§ REQUIREMENT:
Gather every line in the data below that contains the word "green". Uppercase and lowercase letters count as different.

§ EXERCISE INPUTS:
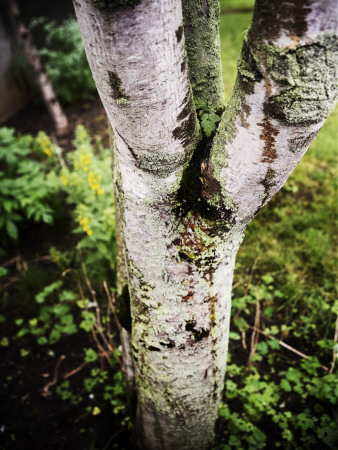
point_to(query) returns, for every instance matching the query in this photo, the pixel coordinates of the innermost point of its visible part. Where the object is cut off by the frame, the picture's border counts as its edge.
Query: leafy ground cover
(62, 387)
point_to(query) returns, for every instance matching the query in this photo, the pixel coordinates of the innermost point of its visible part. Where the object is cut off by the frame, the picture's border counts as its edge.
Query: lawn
(60, 351)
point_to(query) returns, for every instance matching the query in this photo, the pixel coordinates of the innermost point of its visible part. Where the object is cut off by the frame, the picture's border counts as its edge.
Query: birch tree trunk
(45, 86)
(185, 195)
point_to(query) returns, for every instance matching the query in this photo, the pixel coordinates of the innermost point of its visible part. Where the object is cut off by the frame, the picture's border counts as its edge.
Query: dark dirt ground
(30, 419)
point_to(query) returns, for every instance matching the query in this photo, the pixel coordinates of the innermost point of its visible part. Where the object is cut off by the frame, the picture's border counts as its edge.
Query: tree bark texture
(185, 199)
(47, 91)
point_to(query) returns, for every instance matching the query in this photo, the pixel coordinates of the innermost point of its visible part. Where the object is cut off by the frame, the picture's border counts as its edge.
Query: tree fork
(185, 199)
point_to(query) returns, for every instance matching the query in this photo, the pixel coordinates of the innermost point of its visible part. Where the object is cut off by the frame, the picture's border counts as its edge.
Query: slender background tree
(191, 173)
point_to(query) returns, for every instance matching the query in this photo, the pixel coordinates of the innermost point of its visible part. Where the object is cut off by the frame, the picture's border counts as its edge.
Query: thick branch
(285, 89)
(136, 54)
(201, 29)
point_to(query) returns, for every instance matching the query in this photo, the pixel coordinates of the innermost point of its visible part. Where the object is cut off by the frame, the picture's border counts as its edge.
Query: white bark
(183, 208)
(47, 91)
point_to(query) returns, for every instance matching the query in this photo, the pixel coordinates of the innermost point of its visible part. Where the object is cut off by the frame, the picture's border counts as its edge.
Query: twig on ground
(288, 347)
(112, 438)
(45, 391)
(335, 351)
(74, 371)
(111, 302)
(249, 283)
(244, 340)
(255, 336)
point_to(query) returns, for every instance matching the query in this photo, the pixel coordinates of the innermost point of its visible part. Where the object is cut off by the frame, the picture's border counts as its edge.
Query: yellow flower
(65, 179)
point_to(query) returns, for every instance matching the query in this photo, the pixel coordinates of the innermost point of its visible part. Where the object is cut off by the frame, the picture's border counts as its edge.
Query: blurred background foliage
(57, 285)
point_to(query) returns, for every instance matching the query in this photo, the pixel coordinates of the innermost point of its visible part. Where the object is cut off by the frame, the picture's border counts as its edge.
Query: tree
(191, 173)
(45, 86)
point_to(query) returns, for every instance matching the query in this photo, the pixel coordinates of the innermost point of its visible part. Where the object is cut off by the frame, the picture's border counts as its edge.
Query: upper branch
(201, 29)
(285, 89)
(136, 53)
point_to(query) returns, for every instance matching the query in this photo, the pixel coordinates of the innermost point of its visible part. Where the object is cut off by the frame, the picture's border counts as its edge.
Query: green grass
(295, 235)
(288, 265)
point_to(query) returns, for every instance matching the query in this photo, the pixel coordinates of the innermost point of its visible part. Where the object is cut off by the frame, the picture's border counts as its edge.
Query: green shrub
(65, 61)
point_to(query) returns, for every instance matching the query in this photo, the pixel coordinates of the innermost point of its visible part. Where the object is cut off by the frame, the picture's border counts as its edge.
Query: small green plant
(29, 184)
(88, 182)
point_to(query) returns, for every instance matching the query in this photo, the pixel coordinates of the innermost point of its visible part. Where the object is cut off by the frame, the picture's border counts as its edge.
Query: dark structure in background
(17, 86)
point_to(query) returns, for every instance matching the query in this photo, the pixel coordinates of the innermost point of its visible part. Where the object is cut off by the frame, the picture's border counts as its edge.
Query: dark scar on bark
(268, 135)
(115, 84)
(179, 33)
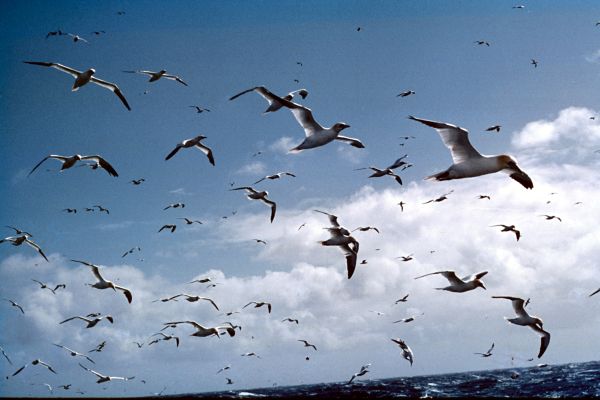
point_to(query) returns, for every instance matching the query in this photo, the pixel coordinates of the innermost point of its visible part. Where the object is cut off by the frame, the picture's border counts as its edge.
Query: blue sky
(221, 48)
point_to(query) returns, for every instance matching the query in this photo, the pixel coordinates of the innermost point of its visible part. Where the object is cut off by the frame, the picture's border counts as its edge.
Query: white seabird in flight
(74, 353)
(103, 283)
(202, 331)
(317, 135)
(194, 142)
(363, 370)
(468, 162)
(90, 322)
(274, 103)
(68, 162)
(524, 319)
(253, 194)
(275, 176)
(406, 351)
(82, 78)
(154, 76)
(19, 240)
(105, 378)
(457, 284)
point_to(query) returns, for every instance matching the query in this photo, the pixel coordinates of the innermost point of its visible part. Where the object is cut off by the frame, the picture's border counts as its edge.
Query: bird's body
(202, 331)
(487, 353)
(105, 378)
(90, 322)
(306, 344)
(83, 78)
(275, 176)
(406, 351)
(458, 285)
(103, 283)
(19, 240)
(524, 319)
(468, 162)
(273, 100)
(154, 76)
(363, 370)
(70, 161)
(258, 304)
(193, 142)
(253, 194)
(510, 228)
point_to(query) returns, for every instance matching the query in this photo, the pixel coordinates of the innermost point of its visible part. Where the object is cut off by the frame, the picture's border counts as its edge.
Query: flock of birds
(467, 163)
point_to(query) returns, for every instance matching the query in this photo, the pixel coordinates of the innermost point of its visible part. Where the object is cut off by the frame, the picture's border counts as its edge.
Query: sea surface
(551, 381)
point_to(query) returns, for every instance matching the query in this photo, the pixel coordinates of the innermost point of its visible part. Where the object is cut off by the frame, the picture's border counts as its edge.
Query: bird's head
(340, 126)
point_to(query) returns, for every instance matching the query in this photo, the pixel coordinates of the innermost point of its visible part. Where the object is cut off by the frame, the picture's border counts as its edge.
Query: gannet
(130, 251)
(494, 128)
(90, 322)
(174, 205)
(103, 283)
(275, 176)
(487, 353)
(192, 299)
(524, 319)
(168, 226)
(225, 368)
(164, 337)
(363, 370)
(406, 351)
(317, 135)
(45, 286)
(199, 109)
(468, 162)
(68, 162)
(77, 38)
(154, 76)
(202, 331)
(341, 238)
(258, 304)
(405, 93)
(190, 222)
(15, 304)
(402, 300)
(99, 347)
(105, 378)
(550, 217)
(274, 103)
(201, 280)
(306, 344)
(74, 353)
(388, 171)
(102, 209)
(5, 355)
(19, 240)
(193, 142)
(457, 284)
(366, 228)
(253, 194)
(82, 78)
(34, 362)
(439, 199)
(509, 228)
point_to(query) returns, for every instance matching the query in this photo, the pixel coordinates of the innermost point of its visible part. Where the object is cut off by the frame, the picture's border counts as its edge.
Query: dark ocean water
(568, 380)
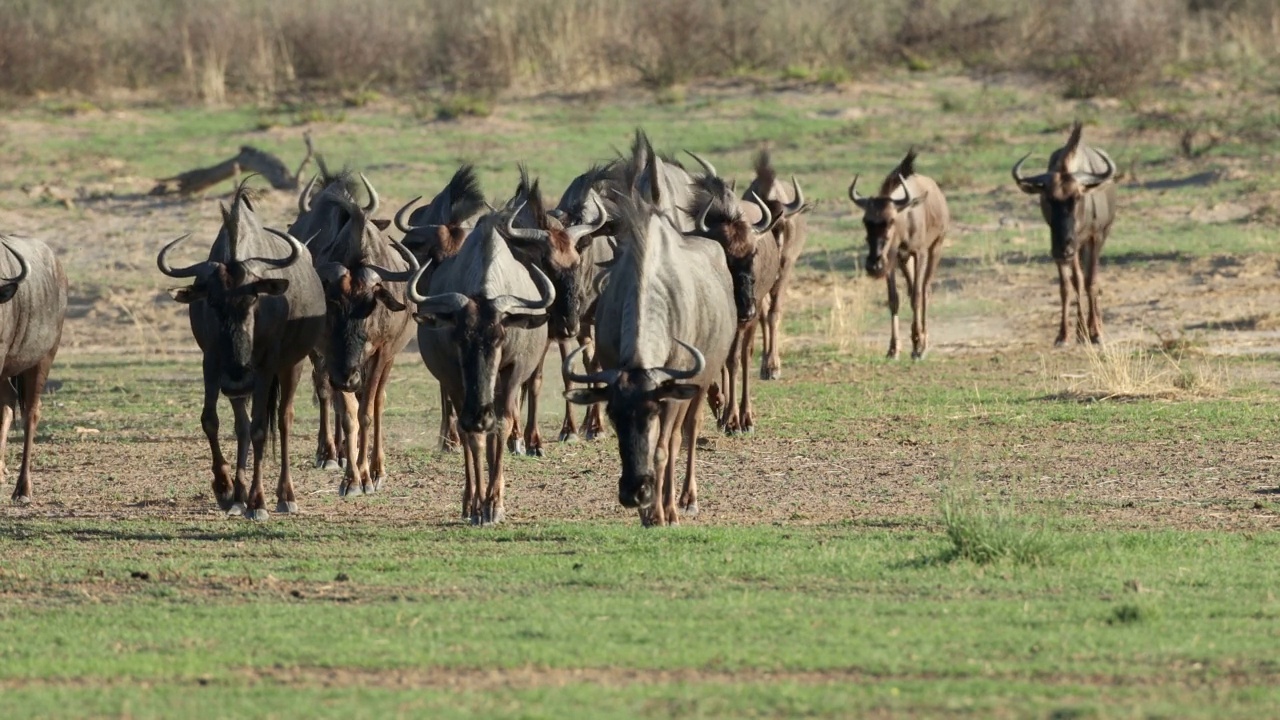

§ ANSWER TO THE TASK:
Query: green grass
Query: green shrub
Query: small green plant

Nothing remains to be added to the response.